▶ _PASSAGE PROVIDED_:
○ ○ ○

The same goes for the applications you use. Install the updates that come up for your apps as soon as possible to prevent cybercriminals from injecting harmful codes.

Beware of Public Wi-Fi

Hackers always prefer taking information from several people at a time instead of a few. It’s why they breach public Wi-Fi to steal sensitive data from everyone connected to the network.

Hackers use two significant ways to perform Wi-Fi breaches. The first is to hack the Wi-Fi itself and intercept the network data flowing through it. The second is to rename a router to look like genuine Wi-Fi so people can unsuspectingly connect to it.

If you want to keep on using open Wi-Fi, you’ll have to look into VPNs. VPNs or Virtual Private Networks are tools that encrypt the entirety of your information when you use the internet. Hackers on public Wi-Fi would see jumbled-up traffic data they can’t make sense of when you’re using a VPN for your mobile.

○ ○ ○

▶ _INFORMATION SUPPLIED_:
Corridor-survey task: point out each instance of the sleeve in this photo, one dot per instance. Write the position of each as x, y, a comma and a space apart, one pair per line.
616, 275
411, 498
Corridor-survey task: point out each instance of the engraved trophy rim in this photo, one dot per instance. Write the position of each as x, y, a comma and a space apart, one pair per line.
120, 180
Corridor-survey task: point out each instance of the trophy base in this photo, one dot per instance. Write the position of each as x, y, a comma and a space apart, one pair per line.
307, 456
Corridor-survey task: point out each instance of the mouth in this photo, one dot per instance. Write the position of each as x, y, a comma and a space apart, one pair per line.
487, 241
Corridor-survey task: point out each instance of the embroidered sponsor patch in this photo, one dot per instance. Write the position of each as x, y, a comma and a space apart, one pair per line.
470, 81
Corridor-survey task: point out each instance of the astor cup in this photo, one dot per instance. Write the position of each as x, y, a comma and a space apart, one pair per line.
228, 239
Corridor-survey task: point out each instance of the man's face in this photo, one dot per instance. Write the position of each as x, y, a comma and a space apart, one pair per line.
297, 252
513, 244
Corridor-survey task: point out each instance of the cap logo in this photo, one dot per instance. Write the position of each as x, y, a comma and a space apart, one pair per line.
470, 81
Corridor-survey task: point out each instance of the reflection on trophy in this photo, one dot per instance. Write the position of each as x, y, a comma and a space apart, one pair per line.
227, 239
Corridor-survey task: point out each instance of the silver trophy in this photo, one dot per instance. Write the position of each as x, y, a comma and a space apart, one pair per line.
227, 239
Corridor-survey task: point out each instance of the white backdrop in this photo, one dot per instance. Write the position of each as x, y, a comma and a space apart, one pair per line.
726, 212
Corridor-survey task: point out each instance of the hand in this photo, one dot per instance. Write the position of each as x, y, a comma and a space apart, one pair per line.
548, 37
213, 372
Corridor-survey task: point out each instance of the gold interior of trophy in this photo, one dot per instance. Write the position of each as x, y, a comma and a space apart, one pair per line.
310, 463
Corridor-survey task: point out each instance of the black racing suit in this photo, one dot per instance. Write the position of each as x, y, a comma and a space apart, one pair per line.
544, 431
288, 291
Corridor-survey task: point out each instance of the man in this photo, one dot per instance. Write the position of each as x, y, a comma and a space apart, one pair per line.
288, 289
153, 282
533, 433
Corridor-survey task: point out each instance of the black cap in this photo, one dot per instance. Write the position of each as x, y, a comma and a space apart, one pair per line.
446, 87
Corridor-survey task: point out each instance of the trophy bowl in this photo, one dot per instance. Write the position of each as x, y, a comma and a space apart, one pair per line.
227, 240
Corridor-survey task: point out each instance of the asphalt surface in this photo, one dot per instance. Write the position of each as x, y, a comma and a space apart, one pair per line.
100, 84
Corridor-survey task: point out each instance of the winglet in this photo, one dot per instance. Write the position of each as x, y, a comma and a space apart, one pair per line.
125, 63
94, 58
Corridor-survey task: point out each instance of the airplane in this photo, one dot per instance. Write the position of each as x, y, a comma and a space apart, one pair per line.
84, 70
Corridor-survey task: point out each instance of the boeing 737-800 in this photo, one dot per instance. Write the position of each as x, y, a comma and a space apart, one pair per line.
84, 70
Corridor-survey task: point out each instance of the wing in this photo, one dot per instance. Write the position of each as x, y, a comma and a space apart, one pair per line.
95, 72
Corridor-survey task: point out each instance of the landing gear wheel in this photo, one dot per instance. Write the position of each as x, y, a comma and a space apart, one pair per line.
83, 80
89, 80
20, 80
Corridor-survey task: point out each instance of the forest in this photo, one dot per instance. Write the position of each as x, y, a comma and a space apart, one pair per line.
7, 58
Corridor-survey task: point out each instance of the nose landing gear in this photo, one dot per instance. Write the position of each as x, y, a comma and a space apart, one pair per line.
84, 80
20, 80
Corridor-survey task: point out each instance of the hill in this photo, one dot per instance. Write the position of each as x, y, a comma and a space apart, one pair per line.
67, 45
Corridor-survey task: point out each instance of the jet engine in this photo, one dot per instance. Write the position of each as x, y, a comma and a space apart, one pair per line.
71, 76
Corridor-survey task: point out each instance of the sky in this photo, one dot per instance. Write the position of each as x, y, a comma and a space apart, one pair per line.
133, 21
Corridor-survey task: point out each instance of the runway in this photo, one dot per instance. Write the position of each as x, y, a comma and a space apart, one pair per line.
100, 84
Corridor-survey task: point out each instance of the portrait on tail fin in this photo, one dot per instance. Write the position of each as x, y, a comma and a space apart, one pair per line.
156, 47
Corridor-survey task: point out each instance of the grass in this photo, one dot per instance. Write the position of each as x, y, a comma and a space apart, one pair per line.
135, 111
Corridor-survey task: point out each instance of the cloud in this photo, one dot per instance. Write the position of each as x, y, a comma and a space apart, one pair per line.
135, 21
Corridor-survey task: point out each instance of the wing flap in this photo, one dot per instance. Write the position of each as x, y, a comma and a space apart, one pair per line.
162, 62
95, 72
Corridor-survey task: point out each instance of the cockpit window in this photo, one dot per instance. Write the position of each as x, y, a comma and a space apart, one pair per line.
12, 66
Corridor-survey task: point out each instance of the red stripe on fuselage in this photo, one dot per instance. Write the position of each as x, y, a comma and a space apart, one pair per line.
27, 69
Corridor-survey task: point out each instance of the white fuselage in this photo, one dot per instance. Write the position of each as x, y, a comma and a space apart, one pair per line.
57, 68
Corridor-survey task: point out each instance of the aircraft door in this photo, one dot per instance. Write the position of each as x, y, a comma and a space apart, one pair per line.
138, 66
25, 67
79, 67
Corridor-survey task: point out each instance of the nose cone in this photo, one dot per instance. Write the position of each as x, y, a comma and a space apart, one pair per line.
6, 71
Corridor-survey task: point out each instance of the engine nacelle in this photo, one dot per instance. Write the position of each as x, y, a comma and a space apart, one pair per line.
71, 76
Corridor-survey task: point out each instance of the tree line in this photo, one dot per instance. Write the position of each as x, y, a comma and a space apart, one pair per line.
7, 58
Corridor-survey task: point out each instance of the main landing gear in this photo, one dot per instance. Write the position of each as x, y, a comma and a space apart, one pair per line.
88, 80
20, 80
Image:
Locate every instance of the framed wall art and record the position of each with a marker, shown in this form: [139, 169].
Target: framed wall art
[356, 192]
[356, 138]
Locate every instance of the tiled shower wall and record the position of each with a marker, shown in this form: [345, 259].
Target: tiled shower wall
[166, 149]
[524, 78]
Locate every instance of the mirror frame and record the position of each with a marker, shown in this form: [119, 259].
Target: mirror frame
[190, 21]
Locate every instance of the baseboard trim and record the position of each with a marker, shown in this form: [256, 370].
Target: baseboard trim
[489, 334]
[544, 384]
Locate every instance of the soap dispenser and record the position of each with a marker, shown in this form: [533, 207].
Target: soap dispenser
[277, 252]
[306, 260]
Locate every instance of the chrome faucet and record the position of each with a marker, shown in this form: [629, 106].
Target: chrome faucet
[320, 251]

○ ○ ○

▶ _PROMPT 1_: In the public Wi-Fi passage, what do VPNs do with your information when you use the internet?
▶ _PROMPT 2_: Repeat word for word the part of the public Wi-Fi passage that opens with the words containing "Beware of Public" and closes with "to the network.".

▶ _ANSWER 1_: VPNs encrypt all of your information when you use the internet.

▶ _ANSWER 2_:
Beware of Public Wi-Fi

Hackers always prefer taking information from several people at a time instead of a few. It’s why they breach public Wi-Fi to steal sensitive data from everyone connected to the network.